→ Assignment
Once the line containing "Please point out the cat's head" is located, give it again exactly, together with each line that follows it to the end of the entries, and add nothing else.

━━ Record extracts

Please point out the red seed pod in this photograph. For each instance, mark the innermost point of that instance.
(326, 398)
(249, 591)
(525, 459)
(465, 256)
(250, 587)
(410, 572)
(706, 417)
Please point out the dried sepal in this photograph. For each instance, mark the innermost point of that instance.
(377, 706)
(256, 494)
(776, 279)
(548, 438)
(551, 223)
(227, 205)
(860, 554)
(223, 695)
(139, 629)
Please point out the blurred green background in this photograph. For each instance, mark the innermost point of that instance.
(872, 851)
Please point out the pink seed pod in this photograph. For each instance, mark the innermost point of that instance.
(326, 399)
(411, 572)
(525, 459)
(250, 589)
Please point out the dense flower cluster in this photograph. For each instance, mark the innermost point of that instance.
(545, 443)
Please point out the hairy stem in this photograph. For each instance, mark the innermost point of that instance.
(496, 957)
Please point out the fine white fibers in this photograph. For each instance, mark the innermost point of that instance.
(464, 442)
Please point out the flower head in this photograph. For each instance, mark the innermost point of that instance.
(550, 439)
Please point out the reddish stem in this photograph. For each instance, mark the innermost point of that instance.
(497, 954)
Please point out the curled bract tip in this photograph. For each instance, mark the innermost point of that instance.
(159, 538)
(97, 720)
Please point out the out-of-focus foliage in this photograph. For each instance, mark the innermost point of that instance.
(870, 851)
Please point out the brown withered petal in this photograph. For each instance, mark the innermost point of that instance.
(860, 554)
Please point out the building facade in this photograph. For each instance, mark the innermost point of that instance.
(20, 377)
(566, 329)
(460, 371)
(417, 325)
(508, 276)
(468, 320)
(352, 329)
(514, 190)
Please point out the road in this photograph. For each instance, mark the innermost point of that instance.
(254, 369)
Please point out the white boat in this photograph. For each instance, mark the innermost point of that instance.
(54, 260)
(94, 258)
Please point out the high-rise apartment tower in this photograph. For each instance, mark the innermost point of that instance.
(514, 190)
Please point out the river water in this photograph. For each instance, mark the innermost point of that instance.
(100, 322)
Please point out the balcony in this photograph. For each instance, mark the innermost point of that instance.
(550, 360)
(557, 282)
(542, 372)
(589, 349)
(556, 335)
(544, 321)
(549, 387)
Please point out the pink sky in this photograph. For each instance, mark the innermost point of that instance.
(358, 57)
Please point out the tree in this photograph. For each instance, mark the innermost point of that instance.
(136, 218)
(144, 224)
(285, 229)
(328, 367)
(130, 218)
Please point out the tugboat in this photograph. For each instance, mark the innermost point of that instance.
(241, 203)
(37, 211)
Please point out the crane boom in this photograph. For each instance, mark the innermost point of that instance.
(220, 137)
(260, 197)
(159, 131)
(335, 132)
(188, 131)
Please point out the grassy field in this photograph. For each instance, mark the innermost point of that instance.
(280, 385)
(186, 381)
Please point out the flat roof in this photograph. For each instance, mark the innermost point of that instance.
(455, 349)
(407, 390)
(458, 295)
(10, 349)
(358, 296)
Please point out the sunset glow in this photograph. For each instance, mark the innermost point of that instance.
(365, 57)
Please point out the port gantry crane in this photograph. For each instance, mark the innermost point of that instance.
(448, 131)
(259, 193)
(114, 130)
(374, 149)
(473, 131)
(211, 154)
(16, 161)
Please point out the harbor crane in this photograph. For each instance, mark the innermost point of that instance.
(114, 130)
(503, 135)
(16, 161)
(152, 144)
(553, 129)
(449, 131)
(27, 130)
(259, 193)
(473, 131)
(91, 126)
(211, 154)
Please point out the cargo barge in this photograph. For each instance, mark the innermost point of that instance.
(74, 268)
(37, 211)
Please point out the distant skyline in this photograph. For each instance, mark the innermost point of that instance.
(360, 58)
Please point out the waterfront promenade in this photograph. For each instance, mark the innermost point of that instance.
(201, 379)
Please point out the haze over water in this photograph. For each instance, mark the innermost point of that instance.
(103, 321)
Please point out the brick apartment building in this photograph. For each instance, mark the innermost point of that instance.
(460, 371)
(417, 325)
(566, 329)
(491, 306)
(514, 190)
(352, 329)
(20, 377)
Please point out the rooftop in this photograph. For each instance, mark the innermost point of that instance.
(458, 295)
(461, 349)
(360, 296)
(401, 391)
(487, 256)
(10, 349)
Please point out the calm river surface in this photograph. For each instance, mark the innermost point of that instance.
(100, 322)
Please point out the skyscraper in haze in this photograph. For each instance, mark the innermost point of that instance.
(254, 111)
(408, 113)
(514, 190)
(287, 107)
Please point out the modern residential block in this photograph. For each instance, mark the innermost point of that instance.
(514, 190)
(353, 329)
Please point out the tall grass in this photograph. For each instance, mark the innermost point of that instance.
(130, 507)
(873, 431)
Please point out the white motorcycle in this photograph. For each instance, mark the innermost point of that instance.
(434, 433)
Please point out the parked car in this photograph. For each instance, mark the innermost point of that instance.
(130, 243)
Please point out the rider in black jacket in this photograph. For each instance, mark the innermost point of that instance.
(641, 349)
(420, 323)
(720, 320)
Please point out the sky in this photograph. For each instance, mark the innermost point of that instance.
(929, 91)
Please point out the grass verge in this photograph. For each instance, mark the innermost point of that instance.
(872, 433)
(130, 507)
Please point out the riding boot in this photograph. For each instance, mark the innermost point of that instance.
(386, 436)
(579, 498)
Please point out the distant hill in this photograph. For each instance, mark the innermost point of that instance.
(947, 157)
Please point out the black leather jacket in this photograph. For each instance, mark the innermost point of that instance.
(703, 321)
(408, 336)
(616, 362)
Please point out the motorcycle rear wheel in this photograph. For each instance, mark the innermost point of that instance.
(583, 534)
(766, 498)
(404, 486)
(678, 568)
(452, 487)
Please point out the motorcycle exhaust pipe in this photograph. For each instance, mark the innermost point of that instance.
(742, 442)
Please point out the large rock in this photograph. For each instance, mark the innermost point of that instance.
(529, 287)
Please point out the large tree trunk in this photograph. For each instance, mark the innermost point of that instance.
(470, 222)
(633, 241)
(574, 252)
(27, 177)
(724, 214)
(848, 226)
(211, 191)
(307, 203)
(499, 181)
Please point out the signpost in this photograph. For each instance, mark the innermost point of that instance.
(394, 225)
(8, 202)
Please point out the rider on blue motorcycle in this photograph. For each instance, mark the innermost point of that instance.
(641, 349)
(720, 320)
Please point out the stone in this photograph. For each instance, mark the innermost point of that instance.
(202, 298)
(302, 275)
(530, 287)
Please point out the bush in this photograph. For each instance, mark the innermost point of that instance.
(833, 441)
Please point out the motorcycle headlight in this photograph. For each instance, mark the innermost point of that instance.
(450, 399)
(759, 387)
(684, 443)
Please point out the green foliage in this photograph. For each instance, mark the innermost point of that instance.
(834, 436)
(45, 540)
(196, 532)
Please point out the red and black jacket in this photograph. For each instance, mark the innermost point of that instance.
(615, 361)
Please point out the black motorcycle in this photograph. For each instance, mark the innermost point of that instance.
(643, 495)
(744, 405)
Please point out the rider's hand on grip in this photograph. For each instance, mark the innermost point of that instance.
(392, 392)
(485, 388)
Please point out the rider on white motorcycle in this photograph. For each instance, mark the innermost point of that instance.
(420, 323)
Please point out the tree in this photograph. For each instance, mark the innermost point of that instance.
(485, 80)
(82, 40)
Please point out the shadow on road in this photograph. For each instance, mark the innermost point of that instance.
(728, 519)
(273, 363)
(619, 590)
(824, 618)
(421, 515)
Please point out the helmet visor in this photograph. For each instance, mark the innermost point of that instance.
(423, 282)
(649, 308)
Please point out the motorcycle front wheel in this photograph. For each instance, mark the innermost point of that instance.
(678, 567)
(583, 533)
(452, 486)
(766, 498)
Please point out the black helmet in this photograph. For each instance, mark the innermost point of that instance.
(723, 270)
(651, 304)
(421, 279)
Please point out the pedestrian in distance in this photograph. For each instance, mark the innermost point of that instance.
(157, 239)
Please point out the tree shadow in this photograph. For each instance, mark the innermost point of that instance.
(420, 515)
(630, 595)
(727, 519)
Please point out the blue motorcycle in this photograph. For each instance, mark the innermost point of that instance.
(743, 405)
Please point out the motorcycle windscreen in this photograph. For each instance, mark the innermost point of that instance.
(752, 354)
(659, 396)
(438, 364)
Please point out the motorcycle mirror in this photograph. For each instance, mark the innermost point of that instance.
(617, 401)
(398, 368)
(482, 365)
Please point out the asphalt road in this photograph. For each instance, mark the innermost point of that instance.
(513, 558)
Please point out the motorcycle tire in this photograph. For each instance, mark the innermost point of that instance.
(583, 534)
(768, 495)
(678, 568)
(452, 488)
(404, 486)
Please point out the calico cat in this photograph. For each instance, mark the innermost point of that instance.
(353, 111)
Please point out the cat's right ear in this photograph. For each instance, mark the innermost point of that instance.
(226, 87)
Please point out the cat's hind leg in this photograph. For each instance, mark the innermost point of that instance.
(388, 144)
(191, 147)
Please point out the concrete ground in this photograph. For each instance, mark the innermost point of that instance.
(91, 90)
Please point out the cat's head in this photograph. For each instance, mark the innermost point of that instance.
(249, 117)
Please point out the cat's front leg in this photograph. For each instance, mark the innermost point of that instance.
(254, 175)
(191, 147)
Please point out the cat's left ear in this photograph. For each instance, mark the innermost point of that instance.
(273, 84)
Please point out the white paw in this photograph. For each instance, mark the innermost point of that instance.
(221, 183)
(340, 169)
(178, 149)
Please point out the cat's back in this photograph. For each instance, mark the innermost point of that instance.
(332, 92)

━━━━

→ Solution to this problem
Please point out the cat's head in this photograph. For each instance, mark the innermost point of that instance.
(249, 117)
Please point out the cat's front leg in this photograph. For each instance, mark the innermost point of that instance.
(254, 175)
(191, 147)
Please point out the cat's left ear in this photograph. For each instance, mark the innermost point of that instance.
(273, 84)
Please point out the white paw in this photograph. For each instance, mark the innermost point of that instance.
(221, 183)
(340, 169)
(178, 149)
Please point out the cat's back in this photograph. For each instance, mark the innermost point of that instance.
(332, 92)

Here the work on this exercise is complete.